── Source material
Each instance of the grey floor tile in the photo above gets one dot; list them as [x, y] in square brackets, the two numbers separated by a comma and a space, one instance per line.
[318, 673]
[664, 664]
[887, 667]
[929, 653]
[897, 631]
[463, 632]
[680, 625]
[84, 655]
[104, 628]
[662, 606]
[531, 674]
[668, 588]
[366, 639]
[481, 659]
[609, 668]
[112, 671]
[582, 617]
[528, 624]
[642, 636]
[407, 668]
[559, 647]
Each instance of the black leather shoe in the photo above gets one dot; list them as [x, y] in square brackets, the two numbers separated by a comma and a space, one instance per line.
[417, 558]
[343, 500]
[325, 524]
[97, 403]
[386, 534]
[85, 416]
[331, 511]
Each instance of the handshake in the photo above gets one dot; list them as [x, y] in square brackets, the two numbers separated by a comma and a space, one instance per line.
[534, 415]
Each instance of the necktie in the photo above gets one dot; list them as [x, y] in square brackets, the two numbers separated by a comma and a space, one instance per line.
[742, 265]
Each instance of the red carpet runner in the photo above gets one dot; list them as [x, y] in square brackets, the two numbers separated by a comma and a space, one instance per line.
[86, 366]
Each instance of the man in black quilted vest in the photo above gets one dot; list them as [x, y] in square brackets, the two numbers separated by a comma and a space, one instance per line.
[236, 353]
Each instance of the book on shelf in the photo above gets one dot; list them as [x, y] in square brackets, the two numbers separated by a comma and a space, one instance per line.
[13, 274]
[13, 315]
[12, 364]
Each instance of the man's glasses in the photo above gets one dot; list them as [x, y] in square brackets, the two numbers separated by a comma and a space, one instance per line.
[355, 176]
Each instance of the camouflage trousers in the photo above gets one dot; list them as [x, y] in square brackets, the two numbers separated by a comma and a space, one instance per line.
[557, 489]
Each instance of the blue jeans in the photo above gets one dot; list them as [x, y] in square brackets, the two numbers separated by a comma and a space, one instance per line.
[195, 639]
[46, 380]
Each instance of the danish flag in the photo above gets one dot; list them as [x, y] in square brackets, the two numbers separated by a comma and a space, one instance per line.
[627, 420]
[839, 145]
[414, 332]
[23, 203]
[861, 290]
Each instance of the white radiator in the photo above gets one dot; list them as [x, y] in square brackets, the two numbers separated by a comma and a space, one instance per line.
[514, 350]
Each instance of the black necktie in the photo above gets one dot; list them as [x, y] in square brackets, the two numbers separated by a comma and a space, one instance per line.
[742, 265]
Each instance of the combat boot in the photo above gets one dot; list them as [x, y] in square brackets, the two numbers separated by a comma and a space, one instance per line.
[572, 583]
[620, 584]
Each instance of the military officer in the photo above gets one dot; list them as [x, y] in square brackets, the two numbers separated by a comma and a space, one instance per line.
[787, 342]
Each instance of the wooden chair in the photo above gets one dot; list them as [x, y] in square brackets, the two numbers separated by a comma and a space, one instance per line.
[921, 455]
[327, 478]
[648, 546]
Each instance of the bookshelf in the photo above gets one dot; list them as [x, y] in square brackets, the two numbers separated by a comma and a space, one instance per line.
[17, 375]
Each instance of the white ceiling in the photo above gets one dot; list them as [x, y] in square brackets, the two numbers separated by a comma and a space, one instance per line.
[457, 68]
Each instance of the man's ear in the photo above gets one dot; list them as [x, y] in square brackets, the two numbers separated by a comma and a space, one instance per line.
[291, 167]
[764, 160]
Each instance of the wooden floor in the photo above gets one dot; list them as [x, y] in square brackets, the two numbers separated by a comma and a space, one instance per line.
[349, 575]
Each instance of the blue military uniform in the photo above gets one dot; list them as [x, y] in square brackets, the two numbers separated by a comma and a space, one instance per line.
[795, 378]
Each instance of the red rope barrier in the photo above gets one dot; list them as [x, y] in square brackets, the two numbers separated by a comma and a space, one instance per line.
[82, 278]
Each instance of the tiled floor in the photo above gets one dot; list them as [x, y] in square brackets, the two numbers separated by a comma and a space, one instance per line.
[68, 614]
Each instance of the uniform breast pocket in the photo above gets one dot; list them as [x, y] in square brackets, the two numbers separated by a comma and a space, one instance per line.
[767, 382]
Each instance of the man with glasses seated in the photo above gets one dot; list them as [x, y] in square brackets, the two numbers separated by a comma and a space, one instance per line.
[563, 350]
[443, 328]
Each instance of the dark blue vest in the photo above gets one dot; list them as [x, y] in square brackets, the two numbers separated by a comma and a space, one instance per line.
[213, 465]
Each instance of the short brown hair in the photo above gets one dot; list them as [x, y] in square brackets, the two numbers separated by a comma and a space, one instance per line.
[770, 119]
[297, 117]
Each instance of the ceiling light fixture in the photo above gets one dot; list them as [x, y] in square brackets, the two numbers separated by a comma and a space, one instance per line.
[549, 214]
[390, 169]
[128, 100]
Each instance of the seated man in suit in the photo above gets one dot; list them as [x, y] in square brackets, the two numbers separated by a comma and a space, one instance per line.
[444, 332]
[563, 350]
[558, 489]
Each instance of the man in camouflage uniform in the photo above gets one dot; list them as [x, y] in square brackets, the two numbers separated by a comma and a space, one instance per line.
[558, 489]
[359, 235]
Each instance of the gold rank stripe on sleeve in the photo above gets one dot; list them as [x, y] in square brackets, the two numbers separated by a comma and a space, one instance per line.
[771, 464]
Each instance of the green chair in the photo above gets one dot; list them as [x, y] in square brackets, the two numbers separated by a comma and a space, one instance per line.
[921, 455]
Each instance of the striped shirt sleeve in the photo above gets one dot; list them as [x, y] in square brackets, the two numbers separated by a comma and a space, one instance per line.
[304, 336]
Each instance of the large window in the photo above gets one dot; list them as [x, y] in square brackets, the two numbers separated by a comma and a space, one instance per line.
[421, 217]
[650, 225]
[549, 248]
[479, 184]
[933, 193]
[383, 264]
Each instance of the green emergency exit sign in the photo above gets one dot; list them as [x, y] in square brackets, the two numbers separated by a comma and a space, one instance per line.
────
Transcribe all of the lines in the records precisely.

Each instance of the grey floor tile in the photo above gets one dot; list them as [x, y] in square brackets, the two numbers separated by a comma and a space, one instance per line.
[318, 673]
[664, 664]
[887, 667]
[929, 653]
[897, 631]
[463, 632]
[680, 625]
[84, 655]
[104, 628]
[662, 606]
[531, 674]
[668, 588]
[366, 639]
[481, 659]
[609, 668]
[112, 671]
[582, 617]
[528, 624]
[642, 636]
[407, 668]
[559, 647]
Each instance of the black leather shoe in the photo above gets one dot; list them as [x, y] in square brackets, the two numbers separated by a comma and a space, one instance per line.
[417, 558]
[343, 500]
[325, 524]
[97, 403]
[386, 534]
[85, 416]
[331, 511]
Each instance of the handshake in the photo above gets one dot; list them as [x, y] in square brackets, the two numbers separated by a comma and a space, one instance per line.
[534, 415]
Each instance of the necktie in the photo above gets one dot; list them as [x, y] in square brackets, the two numbers separated by a comma and a space, one instance per line.
[742, 265]
Each instance of the red carpet runner in the photo above gets one dot; list them as [x, y] in square brackets, the two numbers separated by a comma and a space, one instance per line.
[86, 366]
Each instance of the man in black quilted vest in the photo above gets one dot; list them as [x, y] in square brackets, the two numbers separated by a comma and a space, one instance per line.
[236, 353]
Each instance of the book on shelf in the photo above gets one dot; list them as [x, y] in square brackets, the two numbers separated by a comma and a space, one instance per line.
[13, 274]
[13, 315]
[12, 364]
Each instance of the man's glasses in the photo above gets one dot; list them as [x, y] in square brackets, the two numbers separated by a comma and a space, one instance per line.
[355, 176]
Each instance of the camouflage trousers in the photo above gets one dot; list them as [x, y] in square brackets, the two numbers separated by a comma and a space, one instance per line.
[557, 489]
Each instance of the blue jeans in the photo above gets one dot; list them as [x, y] in square brackets, the two numbers separated by a comma and a space, one instance per line.
[195, 639]
[46, 380]
Each instance of the danish flag in the photo above gets one dot; list them as [x, y] in square brackets, the two numbers separated by a comma and a space, one instance per line.
[627, 420]
[839, 145]
[414, 332]
[23, 203]
[861, 290]
Each instance of the white radiator in the photo above gets one dot; list them as [x, y] in square brackets, the two numbers separated by a comma and a space, one instance per line.
[514, 350]
Each instance of the black necktie in the photo above gets one dot; list them as [x, y] in square brackets, the two numbers separated by a comma and a space, one instance per line.
[742, 265]
Each instance of the combat boot in the photo above gets one dot; list them as [x, y] in square brackets, the two numbers separated by a comma and a space, one instance per line.
[572, 583]
[620, 584]
Each instance of the military officer in the photo above gets one dot; list them as [x, y] in square brackets, the two numbers separated by a comma and a space, one instance per line.
[787, 342]
Each instance of the wooden chair in the photo above gets one dot; list them as [x, y] in square brackets, the two numbers separated by a comma and a space, one instance per line.
[921, 455]
[327, 478]
[648, 546]
Each instance of the bookshelf in the photo above gets one dot; list them as [x, y] in square brackets, the two numbers separated by a comma and a space, one instance per line.
[17, 375]
Each instance of the white ceiling in the photo above gets one dot; list them as [x, y] in square brackets, the two numbers separated by a comma and a space, one instance per line.
[457, 68]
Each instance of the man's ear in the photo above gets one dot; list them as [x, y] in square brackets, the two numbers separated by a comma and a space, one instance per line.
[291, 167]
[764, 160]
Each instance of the wooden floor in the photo above gets one dot; list them as [x, y] in square brackets, the two numbers separated by a comma and a space, one instance per line.
[349, 575]
Each instance of the blue military uniform in the photo above gets one dot; list them as [x, y] in square brackets, the two numbers separated by a comma and a space, one instance per line.
[795, 378]
Each instance of the red rope barrier in the photo above gets one dot; list them as [x, y] in square brackets, the two numbers separated by a comma and a space, one instance per line.
[82, 278]
Each instance of the tiled floor in the photo above gets one dot; list them as [x, y] in square brackets, the two numbers separated by a comma and a space, one instance per line.
[68, 614]
Each instance of the uniform breast pocket in the photo above gets one dot; list them as [x, y] in square brackets, the two numbers separated by a comma and a space, one instance per line.
[767, 382]
Each instance of the man with glasses seated in the photo above gets one dot; list them as [x, y] in square brackets, the two numbers separated by a comma and a space, one instance per line.
[563, 350]
[443, 328]
Each instance of the dark blue vest in the photo above gets one dot; list them as [x, y] in square brackets, the two numbers separated by a comma and a space, one instance per line.
[213, 465]
Each instance of the short brown hair in the photo above gets one dot; list them as [x, y] in square brackets, the two numbers separated by a comma and a space, one instance per line.
[770, 119]
[297, 117]
Each instance of the ceiling light fixture in the photo above gets one dot; list them as [x, y] in square brackets, the two numbers separated by a comma and a space, one instance per line.
[549, 214]
[390, 169]
[128, 100]
Each instance of the seated man in suit in the photo above gets one dot; list them as [x, y] in square brackets, the two numbers separated by a comma and a space, one instance per line.
[444, 332]
[563, 350]
[558, 489]
Each instance of the man in camouflage uniform in the photo above gets one dot; list them as [x, y] in square brackets, the two numbers separated by a comma and a space, one instance per line.
[558, 489]
[359, 235]
Each instance of the gold rank stripe on sleeve in the photo above gets one dot; list them as [x, y] in square brackets, the two numbers separated by a comma and a space, one instance per line.
[771, 464]
Each instance of the green chair in the photo above gets one dot; list them as [x, y] in square brackets, the two numbers separated by a comma and a space, one instance per line.
[921, 455]
Each instance of the striped shirt sleeve in the photo above gets one dot; list them as [x, y] in square brackets, the two numbers separated by a comma and a space, one instance per line.
[304, 336]
Each instance of the large window in the photo above gets one dot; list them as [x, y] in square brackets, the two numbers separated by a comma and a space, one instance per line.
[421, 217]
[650, 225]
[549, 248]
[479, 184]
[933, 193]
[383, 264]
Each instance of the green emergency exit sign in the photo above gets one dot; list them as [x, y] in square brackets, the two numbers separated by a comma and a space, one instance per line.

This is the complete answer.